=== Texto de la página ===
※ ※ ※
Incluso en una época como la nuestra, en la que sólo quedan restos secularizados o culturales del antiguo simbolismo de la fe, debería ser comprensible de qué noche oscura se habla aquí. Es la noche de Belén, la noche de la Encarnación, en la que tiene lugar «el maravilloso trueque»: Dios (el Amado) se unió con la naturaleza humana (la Amada) y así, en cierto sentido, con todo ser humano.
Para Juan de la Cruz, esta unión es algo así como la «condición de posibilidad» de nuestra vocación divina (deificatio). Por eso nos ha dejado esta sentencia de claridad meridiana: «Lo que pretende Dios es hacernos dioses por participación, siéndolo él por naturaleza, como el fuego convierte todas las cosas en fuego» (D 106). Esta transformación es un doloroso «proceso de purificación» que a veces conduce a experiencias de la noche oscura o de la ausencia de Dios. Pero el poema trata sobre todo del misterio de la Encarnación como «núcleo» de la fe cristiana y recomienda sólo ésta (sola fide) como camino hacia Dios.
※ ※ ※
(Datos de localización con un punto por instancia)
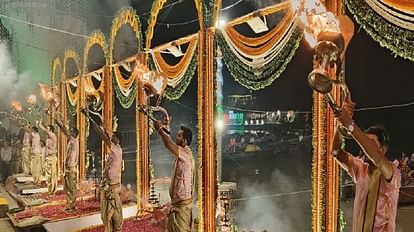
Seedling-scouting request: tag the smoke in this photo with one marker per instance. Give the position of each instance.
(273, 206)
(102, 12)
(14, 86)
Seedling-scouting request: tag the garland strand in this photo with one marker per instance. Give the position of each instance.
(72, 109)
(174, 93)
(125, 101)
(392, 37)
(256, 78)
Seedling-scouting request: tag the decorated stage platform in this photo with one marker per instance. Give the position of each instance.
(34, 208)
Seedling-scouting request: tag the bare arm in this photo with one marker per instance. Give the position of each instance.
(166, 139)
(342, 156)
(369, 146)
(42, 126)
(373, 152)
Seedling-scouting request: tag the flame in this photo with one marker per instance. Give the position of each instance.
(315, 18)
(46, 92)
(16, 105)
(32, 99)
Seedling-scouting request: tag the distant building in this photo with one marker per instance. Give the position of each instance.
(242, 101)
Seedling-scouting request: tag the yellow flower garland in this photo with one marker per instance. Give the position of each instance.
(96, 38)
(156, 7)
(262, 44)
(71, 54)
(174, 71)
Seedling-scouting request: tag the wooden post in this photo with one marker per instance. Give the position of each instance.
(62, 138)
(81, 124)
(142, 130)
(107, 110)
(325, 170)
(206, 131)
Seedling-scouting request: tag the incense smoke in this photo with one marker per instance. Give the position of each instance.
(13, 86)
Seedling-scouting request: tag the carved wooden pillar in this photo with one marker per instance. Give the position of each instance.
(81, 124)
(207, 169)
(142, 130)
(325, 170)
(107, 110)
(62, 138)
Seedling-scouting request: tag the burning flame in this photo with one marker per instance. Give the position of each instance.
(16, 105)
(315, 18)
(31, 99)
(46, 92)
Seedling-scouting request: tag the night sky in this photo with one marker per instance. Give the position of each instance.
(374, 75)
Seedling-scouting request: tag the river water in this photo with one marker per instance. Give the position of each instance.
(273, 188)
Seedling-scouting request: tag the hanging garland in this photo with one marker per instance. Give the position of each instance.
(261, 46)
(394, 38)
(72, 109)
(174, 93)
(157, 5)
(256, 78)
(174, 72)
(55, 64)
(125, 16)
(126, 100)
(319, 163)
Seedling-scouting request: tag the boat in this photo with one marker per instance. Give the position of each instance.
(406, 195)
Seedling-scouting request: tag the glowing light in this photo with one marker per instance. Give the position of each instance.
(16, 105)
(315, 19)
(32, 99)
(219, 124)
(221, 23)
(46, 92)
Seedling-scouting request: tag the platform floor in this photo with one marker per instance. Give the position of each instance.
(76, 224)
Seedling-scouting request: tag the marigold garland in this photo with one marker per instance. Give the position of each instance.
(55, 65)
(152, 21)
(392, 37)
(126, 96)
(259, 77)
(174, 71)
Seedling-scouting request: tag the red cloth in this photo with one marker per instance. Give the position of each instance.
(146, 224)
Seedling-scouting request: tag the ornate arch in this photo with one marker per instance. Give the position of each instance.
(125, 16)
(95, 38)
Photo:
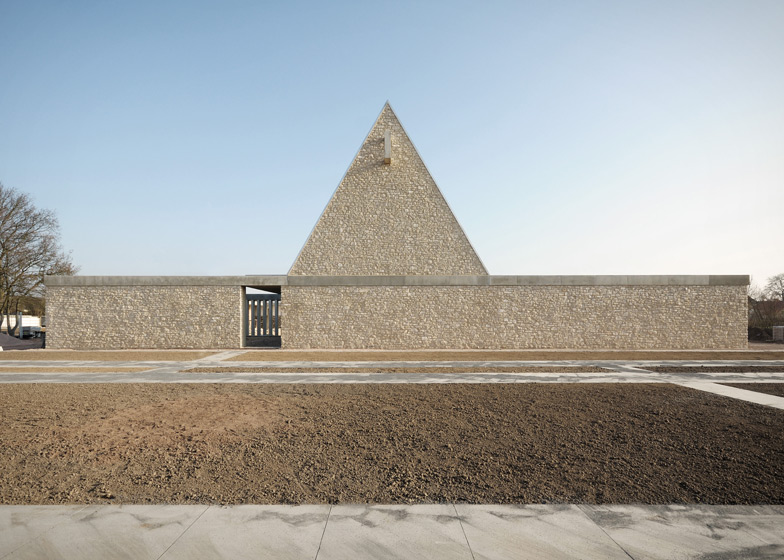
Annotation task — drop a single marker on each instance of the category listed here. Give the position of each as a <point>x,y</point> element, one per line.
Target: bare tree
<point>774,288</point>
<point>29,249</point>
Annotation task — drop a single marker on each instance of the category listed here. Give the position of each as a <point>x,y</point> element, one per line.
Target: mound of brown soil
<point>527,443</point>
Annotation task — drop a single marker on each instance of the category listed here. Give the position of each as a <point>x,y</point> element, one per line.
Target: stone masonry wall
<point>387,219</point>
<point>612,317</point>
<point>111,317</point>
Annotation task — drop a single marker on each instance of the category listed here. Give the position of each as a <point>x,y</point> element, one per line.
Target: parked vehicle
<point>31,325</point>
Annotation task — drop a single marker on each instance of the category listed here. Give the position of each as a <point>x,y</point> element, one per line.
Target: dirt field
<point>527,443</point>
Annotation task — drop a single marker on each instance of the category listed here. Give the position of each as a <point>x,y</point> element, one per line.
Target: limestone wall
<point>111,317</point>
<point>537,316</point>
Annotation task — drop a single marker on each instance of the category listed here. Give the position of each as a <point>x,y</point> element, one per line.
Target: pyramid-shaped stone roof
<point>387,217</point>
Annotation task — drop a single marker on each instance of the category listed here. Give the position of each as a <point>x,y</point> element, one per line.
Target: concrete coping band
<point>315,281</point>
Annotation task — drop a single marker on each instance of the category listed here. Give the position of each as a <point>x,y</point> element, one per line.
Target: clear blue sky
<point>186,137</point>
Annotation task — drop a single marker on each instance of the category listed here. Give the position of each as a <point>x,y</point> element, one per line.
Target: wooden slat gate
<point>262,320</point>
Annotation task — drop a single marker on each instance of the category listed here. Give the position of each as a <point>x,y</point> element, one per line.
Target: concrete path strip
<point>489,532</point>
<point>735,393</point>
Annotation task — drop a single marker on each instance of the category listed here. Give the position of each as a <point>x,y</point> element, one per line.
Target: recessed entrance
<point>261,316</point>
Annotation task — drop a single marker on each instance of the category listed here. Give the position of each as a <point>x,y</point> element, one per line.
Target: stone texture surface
<point>387,219</point>
<point>612,317</point>
<point>98,317</point>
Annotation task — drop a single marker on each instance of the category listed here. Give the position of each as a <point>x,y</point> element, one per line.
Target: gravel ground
<point>527,443</point>
<point>496,355</point>
<point>776,389</point>
<point>11,369</point>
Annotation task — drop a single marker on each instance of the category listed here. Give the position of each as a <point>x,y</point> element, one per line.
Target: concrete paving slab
<point>684,532</point>
<point>245,532</point>
<point>20,525</point>
<point>735,393</point>
<point>429,532</point>
<point>132,532</point>
<point>506,532</point>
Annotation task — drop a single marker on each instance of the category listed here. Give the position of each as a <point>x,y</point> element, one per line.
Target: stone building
<point>388,266</point>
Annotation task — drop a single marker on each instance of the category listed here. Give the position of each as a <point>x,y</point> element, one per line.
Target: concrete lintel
<point>508,280</point>
<point>119,281</point>
<point>724,280</point>
<point>261,281</point>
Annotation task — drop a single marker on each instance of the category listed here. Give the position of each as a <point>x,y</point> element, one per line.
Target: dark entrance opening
<point>262,319</point>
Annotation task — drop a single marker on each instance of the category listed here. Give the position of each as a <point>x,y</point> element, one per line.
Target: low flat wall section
<point>632,316</point>
<point>143,316</point>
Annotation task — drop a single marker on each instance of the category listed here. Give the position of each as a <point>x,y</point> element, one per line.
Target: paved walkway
※ ※ ※
=== Consigna A ===
Según el texto sobre Juan de la Cruz, ¿de qué noche oscura se habla en el poema?
=== Consigna B ===
Transcribe del texto sobre Juan de la Cruz el pasaje que empieza con "Para Juan de" y sigue hasta "camino hacia Dios.".

=== Resultado del ejercicio A ===
Se habla de la noche de Belén, la noche de la Encarnación.

=== Resultado del ejercicio B ===
Para Juan de la Cruz, esta unión es algo así como la «condición de posibilidad» de nuestra vocación divina (deificatio). Por eso nos ha dejado esta sentencia de claridad meridiana: «Lo que pretende Dios es hacernos dioses por participación, siéndolo él por naturaleza, como el fuego convierte todas las cosas en fuego» (D 106). Esta transformación es un doloroso «proceso de purificación» que a veces conduce a experiencias de la noche oscura o de la ausencia de Dios. Pero el poema trata sobre todo del misterio de la Encarnación como «núcleo» de la fe cristiana y recomienda sólo ésta (sola fide) como camino hacia Dios.